▶ **Goal of the exercise**
For every line in the entries that contains "flower", show the whole line.

Saved entries:
● ● ●
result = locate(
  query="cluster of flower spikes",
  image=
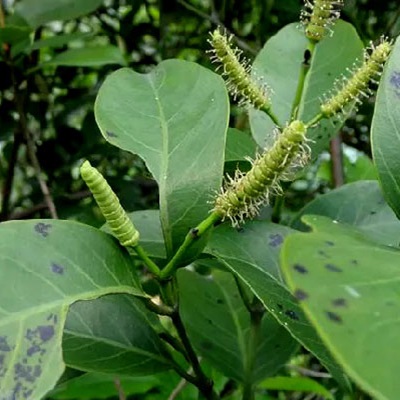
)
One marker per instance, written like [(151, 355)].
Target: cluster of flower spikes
● ● ●
▶ **Reply**
  query="cluster of flower spikes",
Target: cluster of flower spikes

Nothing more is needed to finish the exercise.